ASSIGNMENT =
Return exactly the final stretch of the records below, opening with the line that contains "# put a marker on each instance of the green stem" and closing with the last line.

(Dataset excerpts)
• • •

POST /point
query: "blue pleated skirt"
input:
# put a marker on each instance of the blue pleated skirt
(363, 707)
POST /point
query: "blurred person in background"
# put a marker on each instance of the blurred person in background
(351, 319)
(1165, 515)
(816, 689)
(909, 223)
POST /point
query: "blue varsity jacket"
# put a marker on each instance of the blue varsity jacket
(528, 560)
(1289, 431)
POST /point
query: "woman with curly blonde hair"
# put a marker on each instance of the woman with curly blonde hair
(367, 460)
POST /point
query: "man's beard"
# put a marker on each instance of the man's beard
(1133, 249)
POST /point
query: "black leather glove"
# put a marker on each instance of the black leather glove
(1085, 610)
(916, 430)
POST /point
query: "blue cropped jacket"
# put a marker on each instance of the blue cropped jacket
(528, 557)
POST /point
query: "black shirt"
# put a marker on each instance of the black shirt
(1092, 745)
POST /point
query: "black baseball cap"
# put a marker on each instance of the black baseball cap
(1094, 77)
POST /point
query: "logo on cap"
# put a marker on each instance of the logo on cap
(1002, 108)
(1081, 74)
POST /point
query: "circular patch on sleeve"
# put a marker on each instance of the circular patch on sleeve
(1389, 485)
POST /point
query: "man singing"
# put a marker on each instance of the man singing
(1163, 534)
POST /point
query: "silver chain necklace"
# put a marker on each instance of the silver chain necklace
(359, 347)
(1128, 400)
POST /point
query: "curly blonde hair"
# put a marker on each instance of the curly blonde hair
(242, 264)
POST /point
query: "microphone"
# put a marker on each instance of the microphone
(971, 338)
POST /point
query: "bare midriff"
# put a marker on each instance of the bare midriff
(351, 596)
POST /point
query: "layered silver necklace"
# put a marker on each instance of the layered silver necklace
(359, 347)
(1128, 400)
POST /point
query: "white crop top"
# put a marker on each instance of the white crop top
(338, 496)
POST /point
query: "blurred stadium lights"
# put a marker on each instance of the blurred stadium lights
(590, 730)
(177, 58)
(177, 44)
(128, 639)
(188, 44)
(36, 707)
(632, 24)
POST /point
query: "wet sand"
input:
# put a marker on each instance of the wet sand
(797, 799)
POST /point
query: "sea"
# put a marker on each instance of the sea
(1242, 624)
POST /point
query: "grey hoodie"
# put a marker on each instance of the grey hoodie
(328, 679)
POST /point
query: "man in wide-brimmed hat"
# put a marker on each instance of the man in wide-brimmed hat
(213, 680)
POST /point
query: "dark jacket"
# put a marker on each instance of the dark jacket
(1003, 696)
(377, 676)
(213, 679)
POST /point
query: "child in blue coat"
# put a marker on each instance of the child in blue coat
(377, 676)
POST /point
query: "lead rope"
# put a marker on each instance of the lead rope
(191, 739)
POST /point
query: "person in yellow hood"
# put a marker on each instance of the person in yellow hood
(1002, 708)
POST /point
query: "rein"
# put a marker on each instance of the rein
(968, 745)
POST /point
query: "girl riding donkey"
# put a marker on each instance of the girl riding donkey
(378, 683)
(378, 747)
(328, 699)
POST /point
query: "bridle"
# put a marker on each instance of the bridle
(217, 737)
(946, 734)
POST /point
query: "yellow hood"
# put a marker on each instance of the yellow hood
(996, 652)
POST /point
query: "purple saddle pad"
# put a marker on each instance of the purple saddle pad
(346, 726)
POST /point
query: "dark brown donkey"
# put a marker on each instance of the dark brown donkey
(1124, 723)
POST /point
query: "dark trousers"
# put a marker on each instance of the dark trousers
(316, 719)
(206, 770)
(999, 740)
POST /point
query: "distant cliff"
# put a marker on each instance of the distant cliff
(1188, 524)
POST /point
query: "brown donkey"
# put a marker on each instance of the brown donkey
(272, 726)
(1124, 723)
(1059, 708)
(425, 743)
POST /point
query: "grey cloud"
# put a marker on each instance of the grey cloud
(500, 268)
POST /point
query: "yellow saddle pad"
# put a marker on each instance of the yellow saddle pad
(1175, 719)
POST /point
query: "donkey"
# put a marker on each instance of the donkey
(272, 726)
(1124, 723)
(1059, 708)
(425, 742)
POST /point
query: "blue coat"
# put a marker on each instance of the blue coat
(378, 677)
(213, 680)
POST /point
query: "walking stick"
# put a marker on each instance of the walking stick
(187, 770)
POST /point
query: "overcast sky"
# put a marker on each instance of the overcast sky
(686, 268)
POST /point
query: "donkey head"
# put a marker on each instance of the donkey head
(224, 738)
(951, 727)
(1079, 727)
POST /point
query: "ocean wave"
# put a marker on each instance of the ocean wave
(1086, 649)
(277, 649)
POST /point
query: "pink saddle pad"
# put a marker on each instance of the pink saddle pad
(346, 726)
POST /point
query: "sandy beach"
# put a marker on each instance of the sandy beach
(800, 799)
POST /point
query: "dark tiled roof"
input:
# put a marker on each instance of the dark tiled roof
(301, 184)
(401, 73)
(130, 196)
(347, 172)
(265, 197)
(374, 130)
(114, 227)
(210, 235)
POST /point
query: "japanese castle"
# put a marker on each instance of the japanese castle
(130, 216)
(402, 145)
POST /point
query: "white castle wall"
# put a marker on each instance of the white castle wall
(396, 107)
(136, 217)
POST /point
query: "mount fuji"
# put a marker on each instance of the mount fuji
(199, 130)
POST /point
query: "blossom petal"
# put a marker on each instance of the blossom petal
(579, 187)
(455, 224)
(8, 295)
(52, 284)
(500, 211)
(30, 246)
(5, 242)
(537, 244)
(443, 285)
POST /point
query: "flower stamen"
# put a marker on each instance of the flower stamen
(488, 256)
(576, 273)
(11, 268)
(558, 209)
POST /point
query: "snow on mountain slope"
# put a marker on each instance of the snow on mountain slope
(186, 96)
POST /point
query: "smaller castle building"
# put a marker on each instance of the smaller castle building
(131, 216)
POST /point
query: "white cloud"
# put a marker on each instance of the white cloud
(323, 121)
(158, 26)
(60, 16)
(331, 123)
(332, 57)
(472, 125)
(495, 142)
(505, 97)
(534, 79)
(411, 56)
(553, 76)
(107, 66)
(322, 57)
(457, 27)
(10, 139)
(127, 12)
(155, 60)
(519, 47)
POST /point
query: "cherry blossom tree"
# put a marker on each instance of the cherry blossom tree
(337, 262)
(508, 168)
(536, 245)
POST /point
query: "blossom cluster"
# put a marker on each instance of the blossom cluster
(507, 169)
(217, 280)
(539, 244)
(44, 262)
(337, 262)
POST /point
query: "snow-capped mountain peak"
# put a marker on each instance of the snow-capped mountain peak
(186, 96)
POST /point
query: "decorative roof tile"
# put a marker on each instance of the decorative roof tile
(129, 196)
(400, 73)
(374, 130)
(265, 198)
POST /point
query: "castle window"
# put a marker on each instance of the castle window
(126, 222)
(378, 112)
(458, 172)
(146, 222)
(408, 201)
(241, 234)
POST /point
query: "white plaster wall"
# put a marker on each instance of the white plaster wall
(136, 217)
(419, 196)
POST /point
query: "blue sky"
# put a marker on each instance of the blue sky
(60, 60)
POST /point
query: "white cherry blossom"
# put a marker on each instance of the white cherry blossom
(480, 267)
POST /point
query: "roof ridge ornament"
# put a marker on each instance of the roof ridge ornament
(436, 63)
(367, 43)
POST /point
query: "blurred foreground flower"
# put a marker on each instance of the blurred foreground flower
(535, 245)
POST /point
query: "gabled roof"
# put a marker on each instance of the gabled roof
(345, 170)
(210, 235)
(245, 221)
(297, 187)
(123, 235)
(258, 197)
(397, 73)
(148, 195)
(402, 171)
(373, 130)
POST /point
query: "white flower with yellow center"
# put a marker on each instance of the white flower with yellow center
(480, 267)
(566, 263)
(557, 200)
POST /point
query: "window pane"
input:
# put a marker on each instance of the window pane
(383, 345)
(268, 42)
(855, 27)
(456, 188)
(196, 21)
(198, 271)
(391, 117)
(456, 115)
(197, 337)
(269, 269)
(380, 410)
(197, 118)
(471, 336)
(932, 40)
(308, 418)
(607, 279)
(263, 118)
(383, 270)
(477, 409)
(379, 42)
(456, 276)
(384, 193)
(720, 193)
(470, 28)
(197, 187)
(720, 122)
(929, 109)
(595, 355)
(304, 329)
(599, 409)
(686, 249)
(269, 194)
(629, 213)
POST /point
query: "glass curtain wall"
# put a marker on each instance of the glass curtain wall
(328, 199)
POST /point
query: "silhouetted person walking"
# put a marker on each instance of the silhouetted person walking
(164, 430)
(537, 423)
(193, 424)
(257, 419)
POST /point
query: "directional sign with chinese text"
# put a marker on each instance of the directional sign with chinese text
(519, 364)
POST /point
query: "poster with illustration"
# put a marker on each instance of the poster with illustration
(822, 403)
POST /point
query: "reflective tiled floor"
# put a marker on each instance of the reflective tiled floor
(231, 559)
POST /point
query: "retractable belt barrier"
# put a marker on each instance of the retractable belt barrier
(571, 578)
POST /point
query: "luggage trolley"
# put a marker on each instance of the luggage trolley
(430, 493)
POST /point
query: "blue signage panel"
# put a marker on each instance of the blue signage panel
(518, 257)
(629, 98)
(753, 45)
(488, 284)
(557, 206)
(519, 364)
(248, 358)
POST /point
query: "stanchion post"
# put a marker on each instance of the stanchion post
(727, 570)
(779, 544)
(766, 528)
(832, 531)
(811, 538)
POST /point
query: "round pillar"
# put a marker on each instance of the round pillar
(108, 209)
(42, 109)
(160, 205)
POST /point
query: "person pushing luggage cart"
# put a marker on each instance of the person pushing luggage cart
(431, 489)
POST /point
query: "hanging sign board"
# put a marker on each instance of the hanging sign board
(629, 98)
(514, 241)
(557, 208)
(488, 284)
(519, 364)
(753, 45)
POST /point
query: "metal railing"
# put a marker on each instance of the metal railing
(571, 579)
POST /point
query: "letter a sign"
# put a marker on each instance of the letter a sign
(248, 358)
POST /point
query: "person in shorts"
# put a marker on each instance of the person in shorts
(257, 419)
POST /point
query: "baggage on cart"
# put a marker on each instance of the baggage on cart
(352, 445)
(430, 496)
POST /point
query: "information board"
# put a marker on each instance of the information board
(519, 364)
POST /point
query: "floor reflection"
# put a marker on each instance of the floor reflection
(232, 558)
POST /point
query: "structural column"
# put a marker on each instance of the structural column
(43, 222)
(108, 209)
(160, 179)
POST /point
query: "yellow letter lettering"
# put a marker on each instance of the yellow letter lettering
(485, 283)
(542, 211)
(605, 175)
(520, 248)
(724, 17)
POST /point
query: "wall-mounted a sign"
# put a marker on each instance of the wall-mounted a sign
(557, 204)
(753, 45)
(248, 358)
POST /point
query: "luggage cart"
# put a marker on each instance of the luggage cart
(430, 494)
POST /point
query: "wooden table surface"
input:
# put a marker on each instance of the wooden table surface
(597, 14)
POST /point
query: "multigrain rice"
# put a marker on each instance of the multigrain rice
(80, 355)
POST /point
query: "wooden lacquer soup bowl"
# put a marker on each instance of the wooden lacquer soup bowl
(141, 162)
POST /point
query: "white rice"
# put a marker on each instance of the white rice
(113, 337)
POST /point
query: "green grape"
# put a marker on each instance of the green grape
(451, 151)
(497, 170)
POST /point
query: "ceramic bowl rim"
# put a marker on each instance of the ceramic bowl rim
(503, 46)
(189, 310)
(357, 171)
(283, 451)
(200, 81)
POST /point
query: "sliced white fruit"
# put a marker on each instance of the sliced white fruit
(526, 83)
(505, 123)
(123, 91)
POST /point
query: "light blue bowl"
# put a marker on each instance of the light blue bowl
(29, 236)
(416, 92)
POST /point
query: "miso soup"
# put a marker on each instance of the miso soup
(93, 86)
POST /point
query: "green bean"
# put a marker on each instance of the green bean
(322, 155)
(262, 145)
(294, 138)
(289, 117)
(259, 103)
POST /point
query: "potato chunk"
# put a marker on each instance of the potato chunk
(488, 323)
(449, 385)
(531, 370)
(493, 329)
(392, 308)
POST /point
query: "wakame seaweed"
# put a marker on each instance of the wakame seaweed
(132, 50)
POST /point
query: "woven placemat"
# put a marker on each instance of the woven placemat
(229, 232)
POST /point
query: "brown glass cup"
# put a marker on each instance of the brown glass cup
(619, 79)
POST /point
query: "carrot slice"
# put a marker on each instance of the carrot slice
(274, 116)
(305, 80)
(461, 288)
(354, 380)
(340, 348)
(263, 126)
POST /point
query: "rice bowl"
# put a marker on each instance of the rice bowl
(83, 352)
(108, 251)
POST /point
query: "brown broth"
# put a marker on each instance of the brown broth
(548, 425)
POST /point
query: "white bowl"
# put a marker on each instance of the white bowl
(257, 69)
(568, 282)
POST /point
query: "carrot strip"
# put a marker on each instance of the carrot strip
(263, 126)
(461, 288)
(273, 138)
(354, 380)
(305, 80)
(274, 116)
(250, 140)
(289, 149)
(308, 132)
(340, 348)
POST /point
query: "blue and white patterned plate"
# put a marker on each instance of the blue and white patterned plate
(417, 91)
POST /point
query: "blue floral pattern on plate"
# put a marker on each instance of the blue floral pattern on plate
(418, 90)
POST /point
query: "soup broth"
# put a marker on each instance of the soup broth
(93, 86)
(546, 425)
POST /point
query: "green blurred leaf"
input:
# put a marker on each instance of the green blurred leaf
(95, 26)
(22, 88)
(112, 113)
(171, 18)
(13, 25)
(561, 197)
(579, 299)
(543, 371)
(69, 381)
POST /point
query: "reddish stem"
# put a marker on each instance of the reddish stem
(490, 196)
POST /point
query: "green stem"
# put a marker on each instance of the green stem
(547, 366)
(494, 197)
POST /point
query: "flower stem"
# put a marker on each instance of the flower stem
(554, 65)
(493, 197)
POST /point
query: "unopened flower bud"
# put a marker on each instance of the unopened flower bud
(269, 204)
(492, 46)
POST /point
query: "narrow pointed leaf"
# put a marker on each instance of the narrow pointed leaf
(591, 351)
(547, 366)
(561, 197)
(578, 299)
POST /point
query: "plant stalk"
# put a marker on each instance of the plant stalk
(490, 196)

• • •

EXERCISE ANSWER =
# put a marker on each instance of the green stem
(547, 366)
(494, 197)
POST /point
query: "flower stem"
# put a marker on each instance of the flower stem
(554, 65)
(493, 197)
POST /point
query: "unopened flower bud"
# put a marker on each instance of the unopened flower bud
(269, 204)
(492, 46)
POST /point
query: "narrow pointed leaf"
# put a marker on each instance of the narrow pointed leaf
(591, 351)
(547, 366)
(561, 197)
(578, 299)
POST /point
query: "plant stalk"
# put a marker on each instance of the plant stalk
(490, 196)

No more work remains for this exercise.